• _SOURCE DOCUMENT_
= = =
Step 2010: The monitoring interval feedback program 370 records the trend of change in cache occupancy for each LdevId from the data accumulated in the cache occupancy rate accumulation table 250.
Step 2015: the monitoring interval feedback program 370 records the changing trend of access speed to data for each LdevId from the data stored in the data access speed accumulation table 260.
The monitoring interval feedback program 370 then performs steps 2020 and 2025 described below in sequence, and then proceeds to step 2095 to temporarily terminate this process flow.
Step 2020: The monitoring interval feedback program 370 calculates the interval between similar change trends in the same LdevId. As shown by Graph Gr21 in FIG. 20B, the monitoring interval feedback program 370, for example, calculates the monitoring interval (t2−t1) between the first time point t1 and the second time point t2 at which a similar change in cache hit rate appears. The same is true for the cache occupancy rate and the access speed to data.
Step 2025: The monitoring interval feedback program 370 updates the monitoring interval table 280 with the LdevId as a key, by the calculated results.
<Step 1340>
FIG. 21A is a flowchart showing the processing flow executed by the ransomware determination program (cache hit rate perspective) 380. FIG. 21B illustrates a specific example to facilitate understanding of the processing flow in FIG. 21A. The ransomware determination program (cache hit rate perspective) 380 starts processing from step 2100 and executes steps 2105 and 2110 described below in order, and then proceeds to step 2115.
= = =
• _STORED DATA_
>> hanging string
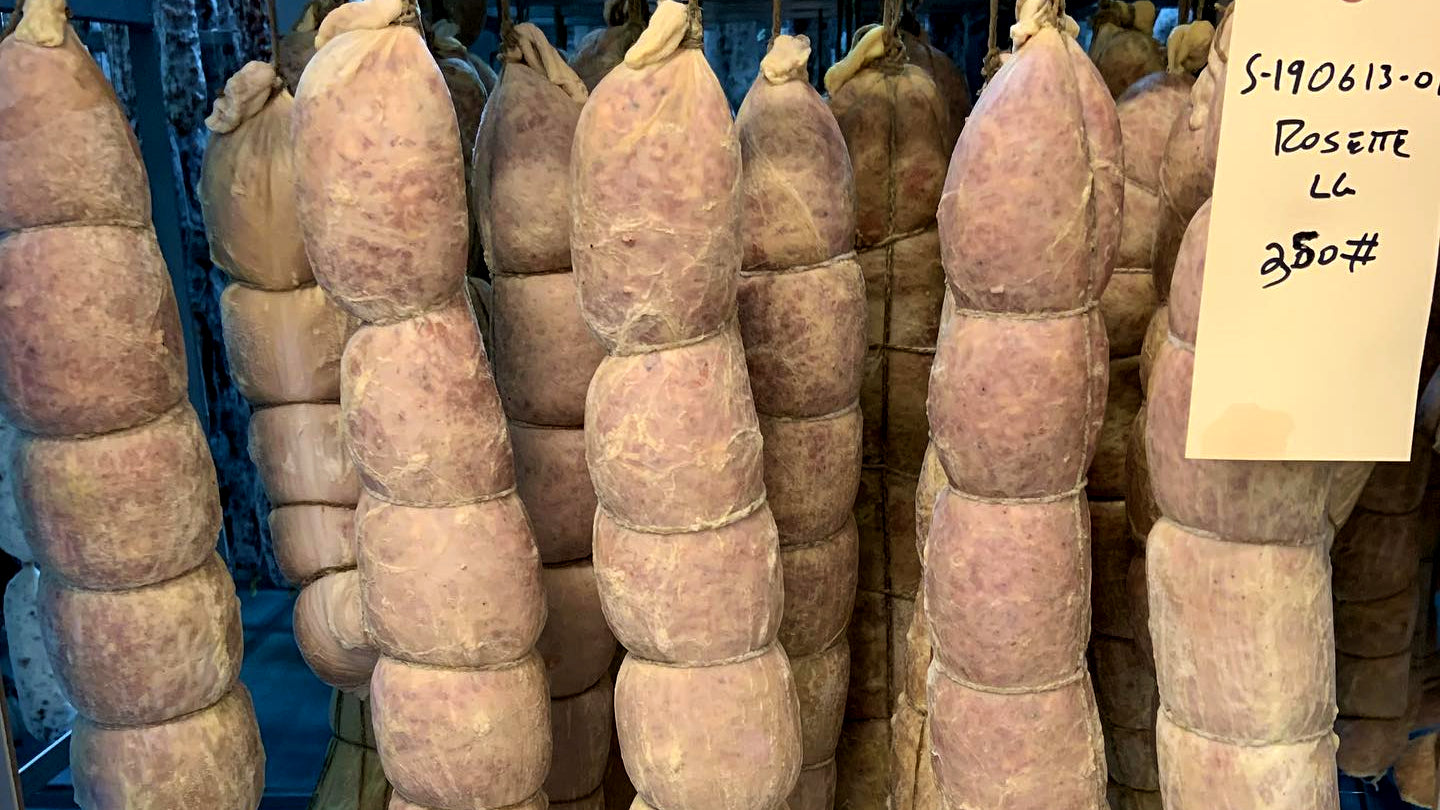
= = =
• _GIVEN PROBLEM A_
In the passage on the monitoring interval feedback program, which table does step 2015 draw on to record the changing trend of access speed to data?
• _GIVEN PROBLEM B_
Rewrite the passage on the monitoring interval feedback program between "Step 2025: The" and "to step 2115.", inclusive, changing "flowchart" to "flow diagram".

• _EXERCISE RESPONSE A_
The data access speed accumulation table 260.

• _EXERCISE RESPONSE B_
Step 2025: The monitoring interval feedback program 370 updates the monitoring interval table 280 with the LdevId as a key, by the calculated results.
<Step 1340>
FIG. 21A is a flow diagram showing the processing flow executed by the ransomware determination program (cache hit rate perspective) 380. FIG. 21B illustrates a specific example to facilitate understanding of the processing flow in FIG. 21A. The ransomware determination program (cache hit rate perspective) 380 starts processing from step 2100 and executes steps 2105 and 2110 described below in order, and then proceeds to step 2115.